### [Supplied data]
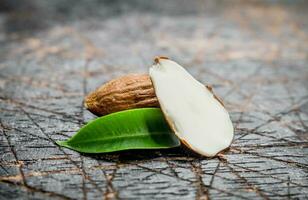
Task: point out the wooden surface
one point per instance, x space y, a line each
254 54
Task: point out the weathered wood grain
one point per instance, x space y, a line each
255 54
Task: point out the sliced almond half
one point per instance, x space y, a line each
198 119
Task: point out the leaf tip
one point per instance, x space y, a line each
61 143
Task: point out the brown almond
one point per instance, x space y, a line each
123 93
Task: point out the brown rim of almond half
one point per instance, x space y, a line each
173 126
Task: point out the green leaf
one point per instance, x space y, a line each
144 128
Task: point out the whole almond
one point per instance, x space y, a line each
123 93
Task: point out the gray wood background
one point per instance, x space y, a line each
254 53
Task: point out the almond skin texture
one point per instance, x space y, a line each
123 93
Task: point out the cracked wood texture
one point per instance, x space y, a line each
253 53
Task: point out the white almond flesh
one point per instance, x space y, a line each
198 119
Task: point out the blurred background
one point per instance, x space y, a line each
54 52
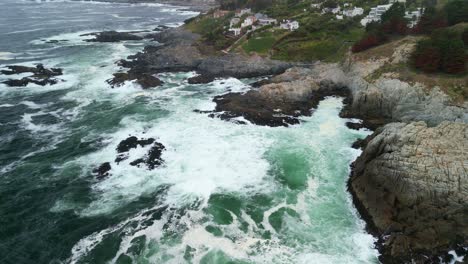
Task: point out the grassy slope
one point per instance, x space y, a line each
454 86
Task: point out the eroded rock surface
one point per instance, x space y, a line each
275 104
113 36
180 50
151 160
411 185
146 81
39 75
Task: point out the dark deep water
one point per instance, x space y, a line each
226 194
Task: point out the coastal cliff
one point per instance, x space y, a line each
410 184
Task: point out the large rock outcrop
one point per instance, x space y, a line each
411 185
39 75
181 50
389 99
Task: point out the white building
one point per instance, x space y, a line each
316 5
244 11
234 22
413 17
356 11
248 21
289 25
264 20
375 14
336 10
235 31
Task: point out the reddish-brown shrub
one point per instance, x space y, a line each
366 42
427 60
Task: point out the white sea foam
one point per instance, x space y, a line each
7 55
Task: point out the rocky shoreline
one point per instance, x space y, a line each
410 184
180 51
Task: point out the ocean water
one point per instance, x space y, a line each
226 193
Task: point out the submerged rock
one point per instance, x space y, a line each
411 186
146 81
151 160
40 75
133 142
103 170
201 79
276 104
112 36
181 51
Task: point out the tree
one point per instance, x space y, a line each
369 41
430 21
426 57
457 11
330 4
395 12
444 51
465 37
454 59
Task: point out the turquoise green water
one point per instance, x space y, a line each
227 193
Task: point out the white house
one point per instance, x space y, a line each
234 21
244 11
289 25
336 10
375 14
264 20
316 5
267 21
356 11
248 21
235 31
413 17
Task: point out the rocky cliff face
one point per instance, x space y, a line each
390 100
411 183
181 51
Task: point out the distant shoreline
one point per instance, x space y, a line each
195 5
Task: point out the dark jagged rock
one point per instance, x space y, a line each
103 170
274 105
260 83
146 81
201 79
153 159
133 142
38 71
112 36
181 51
40 75
25 81
410 185
354 125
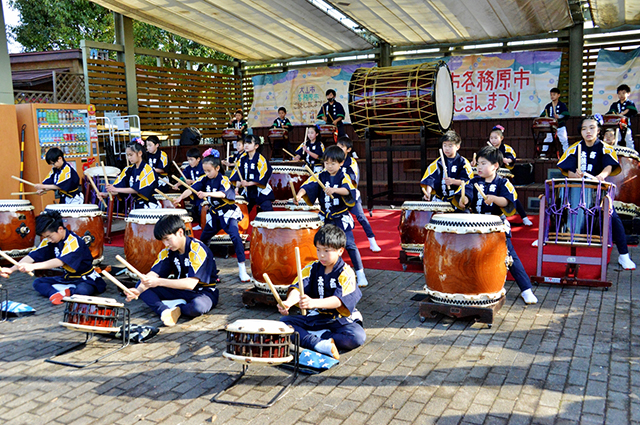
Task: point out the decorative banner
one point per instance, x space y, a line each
612 70
301 92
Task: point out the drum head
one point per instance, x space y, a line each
444 97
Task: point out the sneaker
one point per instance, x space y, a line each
170 316
528 297
625 262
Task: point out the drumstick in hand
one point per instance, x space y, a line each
300 281
118 284
12 261
273 291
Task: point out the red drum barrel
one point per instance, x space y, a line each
467 261
415 216
85 220
274 236
402 99
17 227
141 248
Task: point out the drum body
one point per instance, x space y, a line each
259 342
415 216
627 190
85 220
141 248
573 212
402 99
274 236
467 259
17 227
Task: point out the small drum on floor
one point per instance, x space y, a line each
141 248
415 216
467 261
86 221
259 342
274 237
17 227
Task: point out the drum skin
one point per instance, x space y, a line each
469 264
273 252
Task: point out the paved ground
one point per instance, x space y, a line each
573 358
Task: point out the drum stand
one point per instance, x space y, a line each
283 391
125 329
573 261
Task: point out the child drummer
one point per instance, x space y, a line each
500 198
458 170
223 212
339 195
60 247
194 270
330 298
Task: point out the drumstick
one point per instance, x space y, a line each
12 261
444 168
273 290
106 179
118 284
129 266
317 178
300 282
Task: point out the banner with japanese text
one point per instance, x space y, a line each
301 92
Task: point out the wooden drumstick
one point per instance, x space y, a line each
106 179
12 261
118 284
129 266
317 178
273 290
300 281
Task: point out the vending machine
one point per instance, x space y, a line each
72 128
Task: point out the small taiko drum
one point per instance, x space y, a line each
141 248
274 237
231 134
17 227
85 220
91 314
279 182
415 216
468 259
627 190
278 134
258 342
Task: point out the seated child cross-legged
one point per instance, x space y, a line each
330 298
193 266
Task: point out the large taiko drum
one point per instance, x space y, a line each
274 237
415 216
85 220
141 248
468 259
574 211
402 99
627 190
258 342
17 227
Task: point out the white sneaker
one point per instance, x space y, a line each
528 297
373 245
362 279
625 261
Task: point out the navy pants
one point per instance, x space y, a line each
87 286
345 333
199 301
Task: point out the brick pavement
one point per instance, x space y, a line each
571 359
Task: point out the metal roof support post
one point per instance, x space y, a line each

### [Requirement]
Everything from the line with "Task: point out the drum stand" through the last line of the material above should be echoed exactly, and nothing else.

### [Result of the task]
Task: point out the drum stand
one point per instance, x space y, a line each
283 391
125 329
573 261
Task: point out the child drummer
one point per instance, x space y, a line each
500 198
458 170
223 212
339 195
60 247
194 270
330 298
Task: point out the drumstick
one point per instance, x space y, a line each
12 261
444 168
273 290
106 179
118 284
129 266
317 178
300 282
Task: point out the banner with japanese text
one point per instance, x space y, a line each
301 92
Task: point out the wooden drumstick
one point per instance, x space y, a line each
106 179
12 261
118 284
129 266
317 178
273 290
300 281
Task: point out the vending machine
one point per instance, x space y, a line each
72 128
Task: point out the small taiko drum
one point per instance, x space y, a line each
141 248
274 237
231 134
17 227
85 220
91 314
279 182
415 216
468 259
627 190
278 134
258 342
Task: point out the seated child cross-legged
one point per instance, x space y, a line each
330 298
193 266
Task: point out the large taiko drum
one point per instance, x space y, a line each
274 237
415 216
85 220
141 248
468 259
574 211
402 99
627 190
258 342
17 227
Task: point out the white sneaker
one point per instance, x space y, a line each
528 297
373 245
362 279
625 261
Task: point out the navy pants
one point per instance, x space y, a line each
87 286
345 333
199 301
Task: point out the brick pavement
one point per instance, x space y, a line each
571 359
Task: point out the metal roof support post
one point per instance, x space y, a line each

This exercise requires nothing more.